▸ **Excerpt**
If its the latter then I can see an awesome army in the making - and I will definatly watch this one!


----------



## subtlejoe (Sep 23, 2008)

OMG! are you mental. lol. it'll take you years to make all those flying squigles. however i have bore witness to a full unit of rippers kill a whole terminator unit in a turn, much laughter was had!


----------



## Phenious (Jun 10, 2009)

What you need to do is see if you can gather all those little ripper bits that non of the other Big Nid players are going to use for real cheap. I mean with people just so enthralled with the Tervi and Trygons, why would they need something so small, they obviously wish to go with the big bad hurts.


----------



## HandOfNephthys (Aug 18, 2009)

So, finally got a video onto youtube for the first time in about 4 years...
It shows my first sky slasher base, and some of my other zombie-DG + My flyrant I made quite a while ago.


----------



## The Laughing God (Mar 9, 2010)

Cool idea, I have always thought it would be fun to max out on ripper swarms.

Keep it up!


----------



## HandOfNephthys (Aug 18, 2009)

Thanks The Laughing God, and welcome to heresy!

Quick update guys, I got a second Sky slasher swarm 90% built, and it involves a crushed space marine that is still alive, and a slasher with feeder tendrils...


----------



## Brother Azeek (Mar 29, 2009)

Pics or it didnt happen!

In all seriousness, I have this bookmarked and I cant wait to see frther updates!


----------



## HandOfNephthys (Aug 18, 2009)

Wuw, tis thing is cool!
lulawfbbqlolololololol
Pwnzers!
First!
Okay... now that I got my newbie threadromancy problems out of the way, I might as well give you guys a small update:





that is all.


----------

▸ **Material**

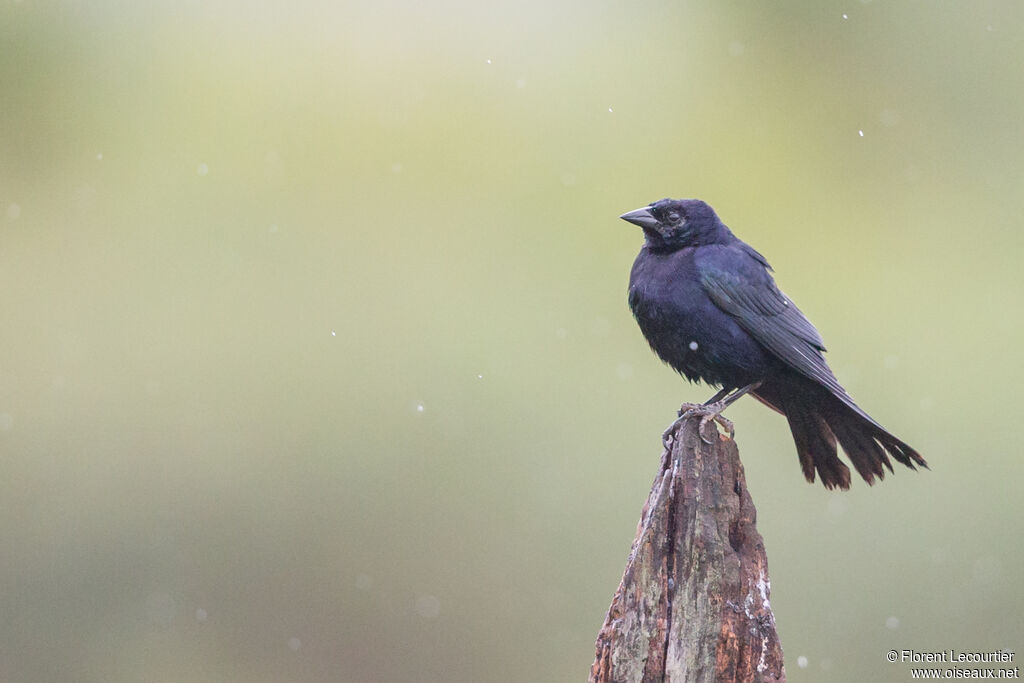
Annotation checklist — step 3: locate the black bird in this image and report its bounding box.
[622,199,928,488]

▸ **Written problem 1**
In the forum thread, what did subtlejoe once see a full unit of rippers do?
▸ **Written problem 2**
Name every distinct user who posts in the forum thread.

▸ **Right answer 1**
Kill a whole terminator unit in a turn.

▸ **Right answer 2**
subtlejoe, Phenious, HandOfNephthys, The Laughing God, Brother Azeek